◆ **PROBLEMA**
Cita senza modifiche il passo del testo su Santa Caterina che si apre con le parole contenenti "Caterina, da Ecate, che" e si chiude con "onestà e mistero.".

◆ **TESTO FORNITO**

========================

Caterina, da Ecate, che nella mitologia della greca antica era originariamente una divinità legata alla terra e all’autogenerazione, poi diventata dea delle scelte, degli inferi, della notte e della luna.
Ma anche Caterina dall’aggettivo greco katharos, puro. Insomma, un mix di onestà e mistero.
Non ho avuto un’educazione molto religiosa, ma sono siciliana e in Sicilia, tradizionalmente, si tiene molto a festeggiare gli onomastici; nella mia famiglia, tra tutte le Sante Caterine, da sempre, credo, festeggiamo il nostro onomastico il 25 novembre, giorno di Santa Caterina d’Alessandria.
Nonostante la mia distanza dai sistemi religiosi, la figura di questa santa mi ha sempre molto affascinato.
La leggenda, infatti, vuole che Caterina fosse una nobildonna, molto istruita, conosciuta per la propria saggezza.
Richiesta in moglie da diversi pretendenti, rifiutò di unirsi in matrimonio, decidendo di preservare la propria indipendenza (o, secondo l’interpretazione religiosa, il proprio rapporto esclusivo con Dio).
Di lei si infatuò anche un potente uomo pagano, che cercò di convertirla, inviandole i suoi più eruditi dottori; ma fu la saggia Caterina, grazie a un discorso pieno di convincimento, che riuscì a persuadere i messi del gran signore ad abbandonare la loro fede.
Contemporaneamente, riservò al ricco padrone un gran bel due picche.
L’orgoglio di maschio ferito anche allora conduceva ad azioni estreme, e infatti l’ “innamorato” (se così si può chiamare) respinto, si vendicò, tentando di uccidere Catarina attraverso il martirio della ruota; ma dato che per intercessione divina la ruota si ruppe, le fece tagliare la testa.

========================

◆ **RIGHE FORNITE**
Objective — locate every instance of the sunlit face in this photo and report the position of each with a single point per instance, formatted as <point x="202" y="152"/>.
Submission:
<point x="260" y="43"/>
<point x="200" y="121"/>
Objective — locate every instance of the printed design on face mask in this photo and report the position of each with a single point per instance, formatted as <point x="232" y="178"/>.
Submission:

========================

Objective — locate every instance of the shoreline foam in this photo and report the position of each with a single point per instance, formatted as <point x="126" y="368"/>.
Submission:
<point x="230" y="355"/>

========================

◆ **SOLUZIONE ESERCIZIO**
Caterina, da Ecate, che nella mitologia della greca antica era originariamente una divinità legata alla terra e all’autogenerazione, poi diventata dea delle scelte, degli inferi, della notte e della luna.
Ma anche Caterina dall’aggettivo greco katharos, puro. Insomma, un mix di onestà e mistero.